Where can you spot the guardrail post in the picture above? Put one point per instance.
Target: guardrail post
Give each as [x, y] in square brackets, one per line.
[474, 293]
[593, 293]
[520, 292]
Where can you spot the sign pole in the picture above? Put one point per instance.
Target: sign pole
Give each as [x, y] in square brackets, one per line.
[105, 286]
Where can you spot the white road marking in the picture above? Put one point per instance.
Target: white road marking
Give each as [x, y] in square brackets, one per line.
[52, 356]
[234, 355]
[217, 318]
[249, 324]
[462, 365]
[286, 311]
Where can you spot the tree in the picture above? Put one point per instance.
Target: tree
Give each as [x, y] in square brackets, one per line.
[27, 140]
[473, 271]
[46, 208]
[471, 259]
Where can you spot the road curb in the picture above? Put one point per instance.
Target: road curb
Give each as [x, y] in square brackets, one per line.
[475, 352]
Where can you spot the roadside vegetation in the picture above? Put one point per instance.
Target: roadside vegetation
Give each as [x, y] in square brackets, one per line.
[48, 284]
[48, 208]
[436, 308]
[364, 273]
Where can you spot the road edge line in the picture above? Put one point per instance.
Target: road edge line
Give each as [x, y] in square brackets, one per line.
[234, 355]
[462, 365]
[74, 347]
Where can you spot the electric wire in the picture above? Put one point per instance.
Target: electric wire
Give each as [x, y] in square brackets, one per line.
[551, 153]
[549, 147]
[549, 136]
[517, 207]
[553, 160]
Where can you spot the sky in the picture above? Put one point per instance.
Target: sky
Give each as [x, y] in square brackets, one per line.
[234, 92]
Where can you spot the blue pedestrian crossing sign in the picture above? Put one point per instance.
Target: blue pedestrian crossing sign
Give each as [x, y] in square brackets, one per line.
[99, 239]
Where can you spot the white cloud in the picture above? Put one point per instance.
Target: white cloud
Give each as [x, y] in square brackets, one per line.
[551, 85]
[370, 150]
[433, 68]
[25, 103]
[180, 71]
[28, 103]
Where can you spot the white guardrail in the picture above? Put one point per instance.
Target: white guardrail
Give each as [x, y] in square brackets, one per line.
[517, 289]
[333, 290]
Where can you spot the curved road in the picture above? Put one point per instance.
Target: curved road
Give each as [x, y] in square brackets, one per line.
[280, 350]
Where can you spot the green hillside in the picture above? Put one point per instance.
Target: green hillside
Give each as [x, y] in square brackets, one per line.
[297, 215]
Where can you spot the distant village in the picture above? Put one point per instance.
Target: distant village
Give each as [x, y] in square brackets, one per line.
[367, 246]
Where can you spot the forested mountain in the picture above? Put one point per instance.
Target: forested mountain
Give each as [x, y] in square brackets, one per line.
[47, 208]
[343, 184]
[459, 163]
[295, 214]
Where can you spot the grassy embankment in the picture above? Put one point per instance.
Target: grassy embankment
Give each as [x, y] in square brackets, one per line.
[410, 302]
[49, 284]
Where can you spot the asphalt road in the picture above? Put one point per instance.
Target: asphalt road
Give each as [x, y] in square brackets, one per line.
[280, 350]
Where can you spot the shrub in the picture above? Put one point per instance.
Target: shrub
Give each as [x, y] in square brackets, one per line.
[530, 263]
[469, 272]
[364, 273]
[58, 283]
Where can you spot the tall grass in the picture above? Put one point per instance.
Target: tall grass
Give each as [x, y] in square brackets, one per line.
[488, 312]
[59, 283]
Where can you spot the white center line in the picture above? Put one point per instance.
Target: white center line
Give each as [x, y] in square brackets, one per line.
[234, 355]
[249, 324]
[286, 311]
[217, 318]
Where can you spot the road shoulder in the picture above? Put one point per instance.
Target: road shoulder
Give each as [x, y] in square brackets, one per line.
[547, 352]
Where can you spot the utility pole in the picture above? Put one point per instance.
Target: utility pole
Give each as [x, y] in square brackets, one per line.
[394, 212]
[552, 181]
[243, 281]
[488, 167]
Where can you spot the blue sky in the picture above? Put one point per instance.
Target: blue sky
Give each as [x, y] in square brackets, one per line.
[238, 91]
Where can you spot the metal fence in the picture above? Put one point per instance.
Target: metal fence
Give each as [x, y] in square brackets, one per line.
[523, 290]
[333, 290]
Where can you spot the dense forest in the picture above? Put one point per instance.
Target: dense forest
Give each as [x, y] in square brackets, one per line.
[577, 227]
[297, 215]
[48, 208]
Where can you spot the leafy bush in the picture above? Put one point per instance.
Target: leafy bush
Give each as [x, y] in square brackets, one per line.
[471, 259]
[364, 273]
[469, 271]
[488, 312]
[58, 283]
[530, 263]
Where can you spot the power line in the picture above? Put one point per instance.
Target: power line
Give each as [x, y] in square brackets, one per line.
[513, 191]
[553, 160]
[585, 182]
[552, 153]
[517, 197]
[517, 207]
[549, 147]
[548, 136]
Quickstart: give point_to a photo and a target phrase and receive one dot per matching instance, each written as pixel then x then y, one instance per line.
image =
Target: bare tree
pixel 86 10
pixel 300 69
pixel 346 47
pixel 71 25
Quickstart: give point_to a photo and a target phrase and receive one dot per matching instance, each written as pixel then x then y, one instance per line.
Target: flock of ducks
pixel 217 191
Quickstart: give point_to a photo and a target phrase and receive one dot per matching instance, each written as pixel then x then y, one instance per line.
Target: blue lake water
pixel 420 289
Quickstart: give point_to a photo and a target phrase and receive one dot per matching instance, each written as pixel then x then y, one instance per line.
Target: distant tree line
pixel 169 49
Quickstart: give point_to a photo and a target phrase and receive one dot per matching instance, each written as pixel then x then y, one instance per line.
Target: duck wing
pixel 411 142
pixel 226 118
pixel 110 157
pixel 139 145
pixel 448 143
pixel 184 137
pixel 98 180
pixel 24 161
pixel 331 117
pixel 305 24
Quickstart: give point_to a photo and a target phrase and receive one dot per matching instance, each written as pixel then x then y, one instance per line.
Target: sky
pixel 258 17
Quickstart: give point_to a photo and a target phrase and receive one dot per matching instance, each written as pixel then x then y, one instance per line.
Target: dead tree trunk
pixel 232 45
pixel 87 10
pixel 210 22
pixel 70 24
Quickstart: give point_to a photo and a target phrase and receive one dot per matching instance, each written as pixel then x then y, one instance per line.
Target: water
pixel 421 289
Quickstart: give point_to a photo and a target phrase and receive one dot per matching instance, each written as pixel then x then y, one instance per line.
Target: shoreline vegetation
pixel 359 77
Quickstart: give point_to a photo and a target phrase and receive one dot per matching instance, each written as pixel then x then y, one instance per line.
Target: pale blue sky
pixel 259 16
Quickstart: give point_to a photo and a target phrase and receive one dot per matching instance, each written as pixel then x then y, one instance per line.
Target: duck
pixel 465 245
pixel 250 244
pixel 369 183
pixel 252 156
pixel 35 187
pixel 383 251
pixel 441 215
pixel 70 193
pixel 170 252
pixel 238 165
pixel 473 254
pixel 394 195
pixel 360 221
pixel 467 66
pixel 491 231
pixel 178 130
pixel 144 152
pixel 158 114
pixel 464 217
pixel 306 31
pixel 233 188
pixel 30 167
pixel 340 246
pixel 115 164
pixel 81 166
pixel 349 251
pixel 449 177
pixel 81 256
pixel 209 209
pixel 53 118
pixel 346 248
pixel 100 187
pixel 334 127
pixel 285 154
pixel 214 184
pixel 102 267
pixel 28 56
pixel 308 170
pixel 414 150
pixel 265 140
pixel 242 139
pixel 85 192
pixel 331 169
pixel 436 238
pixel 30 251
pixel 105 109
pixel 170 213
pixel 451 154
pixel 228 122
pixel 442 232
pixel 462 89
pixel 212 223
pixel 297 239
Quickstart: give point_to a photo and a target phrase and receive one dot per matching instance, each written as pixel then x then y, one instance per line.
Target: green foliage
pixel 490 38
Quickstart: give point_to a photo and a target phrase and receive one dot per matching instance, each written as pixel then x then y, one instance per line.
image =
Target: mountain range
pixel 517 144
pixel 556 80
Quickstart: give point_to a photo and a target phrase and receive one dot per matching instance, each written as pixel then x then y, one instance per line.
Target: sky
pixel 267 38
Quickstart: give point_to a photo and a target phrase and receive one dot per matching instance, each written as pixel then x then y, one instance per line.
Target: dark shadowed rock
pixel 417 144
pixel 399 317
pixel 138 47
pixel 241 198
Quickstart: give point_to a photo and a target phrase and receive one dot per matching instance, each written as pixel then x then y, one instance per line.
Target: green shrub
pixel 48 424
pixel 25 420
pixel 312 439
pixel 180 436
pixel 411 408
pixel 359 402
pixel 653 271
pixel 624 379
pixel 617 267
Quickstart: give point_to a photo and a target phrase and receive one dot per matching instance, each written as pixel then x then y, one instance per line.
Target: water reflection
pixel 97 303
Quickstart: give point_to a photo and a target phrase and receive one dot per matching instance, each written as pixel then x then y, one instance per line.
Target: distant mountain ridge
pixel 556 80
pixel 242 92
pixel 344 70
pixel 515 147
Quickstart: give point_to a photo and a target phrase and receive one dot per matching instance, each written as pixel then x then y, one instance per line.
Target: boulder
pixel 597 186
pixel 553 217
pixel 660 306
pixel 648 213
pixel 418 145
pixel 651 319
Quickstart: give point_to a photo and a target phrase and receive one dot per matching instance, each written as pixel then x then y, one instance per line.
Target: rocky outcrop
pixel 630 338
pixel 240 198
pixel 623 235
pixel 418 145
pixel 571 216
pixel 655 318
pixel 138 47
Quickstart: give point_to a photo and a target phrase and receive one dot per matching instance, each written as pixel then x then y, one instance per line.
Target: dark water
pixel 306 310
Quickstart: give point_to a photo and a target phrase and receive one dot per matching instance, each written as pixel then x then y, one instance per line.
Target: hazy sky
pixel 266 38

########

• INSTRUCTIONS FOR THE TASK
How many lines in the listing above contain the string "sign"? Reply with the number alone.

• SOLUTION
4